SOURCE DOCUMENT -
Malden has a smaller role to play as Harold "Mitch" Mitchell, Stanley's friend and Blanche's sort-of love interest. In many movies, Mitch would be the chivalrous character who would come to sweep Blanche off her feet and take her away from all her trouble and pain. Though he does try to woo her, her inability to accept reality makes any relationship between them impracticable. Mitch is an impossibly nice man with very little courage or confidence, and both Stanley and Blanche exploit him to their advantage. It's easy for the audience to like Mitch for his affable nature, but we also feel a little repelled by him for his weaknesses. This is a tough type of role to pull off, but Malden is more than up to the task.

The film absolutely hinges on the performances of Brando and Leigh, though, and both are tours de force. Only 24 when he originated the role of Stanley Kowalski in the theater, Brando is a smoldering presence in A Streetcar Named Desire. His handsome appearance and devil-may-care attitude draw the viewer in, but we're soon repelled by his crudeness and violence. In this sense, we're mirroring Stella's reaction to him: Although he's crass and cruel, there's a quality about Stanley that fascinates us. As Stella says about his bad behavior, "I was sort of thrilled by it."

Vivan Leigh was chosen to portray Blanche in the film rather than Jessica Tandy, who had the role in the Broadway production, at the behest of the producers. They felt that Leigh brought more cachet to the role thanks to the widely popular Gone With the Wind. It's fascinating to watch her portrayal of Blanche in light of the fact that she had previously played the Southern belle Scarlet O'Hara, as we once again have that juxtaposition of the old-time, genteel South versus that loss of innocence and prominence that Blanche represents. I don't mean to say that she plays her like Scarlet at all, but it's almost impossible to watch the Blanche performance without referring back to Gone With the Wind. She walks a very fine line, as she has to show us who Blanche is without having a great deal of dialogue to reveal the woman's true nature. It's all in the undertone, and we can sense that Blanche has dark secrets that she wishes to keep hidden, and that madness is simmering somewhere underneath. It's somewhat painful to watch, given the knowledge that Leigh truly did suffer from bipolar disorder and was affected deeply by her work on this film.

RECORDS PROVIDED -
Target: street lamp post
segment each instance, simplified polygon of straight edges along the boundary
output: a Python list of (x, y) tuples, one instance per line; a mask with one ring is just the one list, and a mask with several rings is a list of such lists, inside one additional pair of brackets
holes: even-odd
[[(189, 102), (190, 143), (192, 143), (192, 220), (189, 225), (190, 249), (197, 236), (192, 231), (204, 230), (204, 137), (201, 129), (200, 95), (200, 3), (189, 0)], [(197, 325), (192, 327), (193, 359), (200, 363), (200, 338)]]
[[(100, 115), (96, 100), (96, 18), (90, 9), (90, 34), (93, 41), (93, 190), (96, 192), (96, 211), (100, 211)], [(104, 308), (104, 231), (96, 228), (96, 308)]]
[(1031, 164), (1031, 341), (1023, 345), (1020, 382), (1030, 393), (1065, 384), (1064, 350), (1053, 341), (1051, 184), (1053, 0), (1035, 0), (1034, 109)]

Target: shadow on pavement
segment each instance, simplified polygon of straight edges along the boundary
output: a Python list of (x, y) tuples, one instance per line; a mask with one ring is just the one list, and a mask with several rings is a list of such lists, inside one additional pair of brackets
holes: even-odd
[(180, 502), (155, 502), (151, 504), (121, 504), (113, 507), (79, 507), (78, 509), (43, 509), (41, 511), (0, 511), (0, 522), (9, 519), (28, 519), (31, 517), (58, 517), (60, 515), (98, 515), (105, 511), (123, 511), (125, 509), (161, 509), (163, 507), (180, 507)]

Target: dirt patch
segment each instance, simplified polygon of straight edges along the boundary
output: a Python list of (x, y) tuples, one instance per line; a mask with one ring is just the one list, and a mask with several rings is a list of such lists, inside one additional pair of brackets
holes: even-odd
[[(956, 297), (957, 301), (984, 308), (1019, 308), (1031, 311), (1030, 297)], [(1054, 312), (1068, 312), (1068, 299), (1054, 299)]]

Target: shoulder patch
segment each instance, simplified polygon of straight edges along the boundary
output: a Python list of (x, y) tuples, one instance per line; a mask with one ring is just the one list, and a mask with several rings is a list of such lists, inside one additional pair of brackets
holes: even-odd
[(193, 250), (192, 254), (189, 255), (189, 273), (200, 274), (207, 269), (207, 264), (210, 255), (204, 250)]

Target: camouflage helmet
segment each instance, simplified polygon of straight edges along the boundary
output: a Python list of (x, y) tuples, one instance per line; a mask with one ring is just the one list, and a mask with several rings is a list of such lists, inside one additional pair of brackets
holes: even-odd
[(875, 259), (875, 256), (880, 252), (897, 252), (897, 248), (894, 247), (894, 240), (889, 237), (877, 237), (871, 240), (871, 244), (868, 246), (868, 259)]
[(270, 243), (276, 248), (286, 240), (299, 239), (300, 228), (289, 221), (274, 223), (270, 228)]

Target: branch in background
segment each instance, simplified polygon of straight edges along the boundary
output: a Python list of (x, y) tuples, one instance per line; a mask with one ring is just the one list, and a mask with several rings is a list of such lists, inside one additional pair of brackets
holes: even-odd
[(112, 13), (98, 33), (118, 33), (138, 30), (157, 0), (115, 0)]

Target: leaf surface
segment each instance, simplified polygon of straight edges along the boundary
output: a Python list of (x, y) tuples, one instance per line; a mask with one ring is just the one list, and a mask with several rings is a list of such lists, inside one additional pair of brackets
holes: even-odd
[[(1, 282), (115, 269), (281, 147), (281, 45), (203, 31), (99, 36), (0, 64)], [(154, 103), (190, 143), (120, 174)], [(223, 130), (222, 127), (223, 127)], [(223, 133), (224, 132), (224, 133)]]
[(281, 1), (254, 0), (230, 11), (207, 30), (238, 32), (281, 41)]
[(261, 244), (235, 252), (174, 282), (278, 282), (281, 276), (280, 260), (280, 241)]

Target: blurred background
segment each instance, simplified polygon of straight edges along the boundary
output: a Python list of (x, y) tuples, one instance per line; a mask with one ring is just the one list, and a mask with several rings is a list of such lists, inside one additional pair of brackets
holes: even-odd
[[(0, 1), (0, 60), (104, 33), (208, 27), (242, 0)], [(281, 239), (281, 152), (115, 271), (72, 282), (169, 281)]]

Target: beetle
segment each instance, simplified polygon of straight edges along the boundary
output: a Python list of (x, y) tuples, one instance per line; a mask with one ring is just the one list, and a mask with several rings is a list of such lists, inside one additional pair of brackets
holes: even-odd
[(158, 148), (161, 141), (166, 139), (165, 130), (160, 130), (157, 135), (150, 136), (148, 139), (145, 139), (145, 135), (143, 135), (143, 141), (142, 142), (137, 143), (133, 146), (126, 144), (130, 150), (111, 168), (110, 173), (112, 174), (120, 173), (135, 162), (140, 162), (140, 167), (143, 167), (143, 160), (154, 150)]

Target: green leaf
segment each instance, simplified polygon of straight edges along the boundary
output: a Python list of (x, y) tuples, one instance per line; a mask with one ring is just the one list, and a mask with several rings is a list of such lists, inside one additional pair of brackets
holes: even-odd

WHAT YOU NEED TO DO - In the review of A Streetcar Named Desire, how old was Brando when he originated the role of Stanley Kowalski in the theater?

TASK RESPONSE - He was 24.